Rows from a dataset
==============================

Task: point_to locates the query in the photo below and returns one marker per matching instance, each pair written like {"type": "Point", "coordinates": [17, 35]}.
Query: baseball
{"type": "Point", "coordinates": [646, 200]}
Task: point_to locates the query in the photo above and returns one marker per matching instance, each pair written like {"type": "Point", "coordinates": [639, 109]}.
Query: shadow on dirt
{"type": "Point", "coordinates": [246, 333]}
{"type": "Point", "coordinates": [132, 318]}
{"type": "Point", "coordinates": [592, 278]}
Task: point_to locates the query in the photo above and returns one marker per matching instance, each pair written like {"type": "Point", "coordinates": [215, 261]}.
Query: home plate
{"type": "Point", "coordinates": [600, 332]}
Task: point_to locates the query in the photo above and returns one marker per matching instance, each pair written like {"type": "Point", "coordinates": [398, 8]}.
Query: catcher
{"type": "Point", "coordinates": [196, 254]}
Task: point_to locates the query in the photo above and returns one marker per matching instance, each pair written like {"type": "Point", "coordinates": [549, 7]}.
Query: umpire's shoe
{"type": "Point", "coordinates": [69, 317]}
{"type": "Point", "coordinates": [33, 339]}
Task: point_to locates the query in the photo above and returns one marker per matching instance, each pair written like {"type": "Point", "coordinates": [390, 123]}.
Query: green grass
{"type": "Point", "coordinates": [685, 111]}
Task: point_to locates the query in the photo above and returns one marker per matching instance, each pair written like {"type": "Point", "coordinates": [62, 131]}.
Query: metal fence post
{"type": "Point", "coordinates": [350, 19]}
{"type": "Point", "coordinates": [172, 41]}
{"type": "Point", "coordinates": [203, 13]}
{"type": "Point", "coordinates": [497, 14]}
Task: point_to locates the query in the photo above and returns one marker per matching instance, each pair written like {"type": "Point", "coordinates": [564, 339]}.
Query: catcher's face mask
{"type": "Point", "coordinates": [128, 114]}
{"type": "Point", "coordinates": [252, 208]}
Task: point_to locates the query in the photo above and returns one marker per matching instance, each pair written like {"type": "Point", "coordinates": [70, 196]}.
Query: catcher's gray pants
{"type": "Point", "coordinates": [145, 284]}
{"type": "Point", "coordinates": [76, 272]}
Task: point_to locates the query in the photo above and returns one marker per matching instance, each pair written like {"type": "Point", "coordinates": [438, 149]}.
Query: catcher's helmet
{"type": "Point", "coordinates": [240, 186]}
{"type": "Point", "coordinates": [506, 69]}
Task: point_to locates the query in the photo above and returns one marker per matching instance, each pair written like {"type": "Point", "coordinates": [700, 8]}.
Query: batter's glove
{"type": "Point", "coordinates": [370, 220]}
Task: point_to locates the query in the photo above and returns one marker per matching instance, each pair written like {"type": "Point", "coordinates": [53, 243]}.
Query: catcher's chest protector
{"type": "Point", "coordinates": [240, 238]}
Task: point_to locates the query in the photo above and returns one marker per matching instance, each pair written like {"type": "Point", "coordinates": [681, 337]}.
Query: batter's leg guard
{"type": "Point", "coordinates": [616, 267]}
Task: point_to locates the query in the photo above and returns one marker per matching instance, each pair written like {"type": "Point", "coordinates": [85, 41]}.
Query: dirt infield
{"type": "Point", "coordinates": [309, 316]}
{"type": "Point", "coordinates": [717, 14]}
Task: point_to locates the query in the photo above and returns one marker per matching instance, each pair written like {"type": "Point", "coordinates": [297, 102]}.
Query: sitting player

==============================

◆ **WHAT NEEDS TO BE DONE**:
Locate each line in the data above that contains the word "batter" and copy those lines. Treat uppercase and lowercase letters as different.

◆ **SOLUTION TO THIS TASK**:
Query: batter's glove
Query: batter's leg guard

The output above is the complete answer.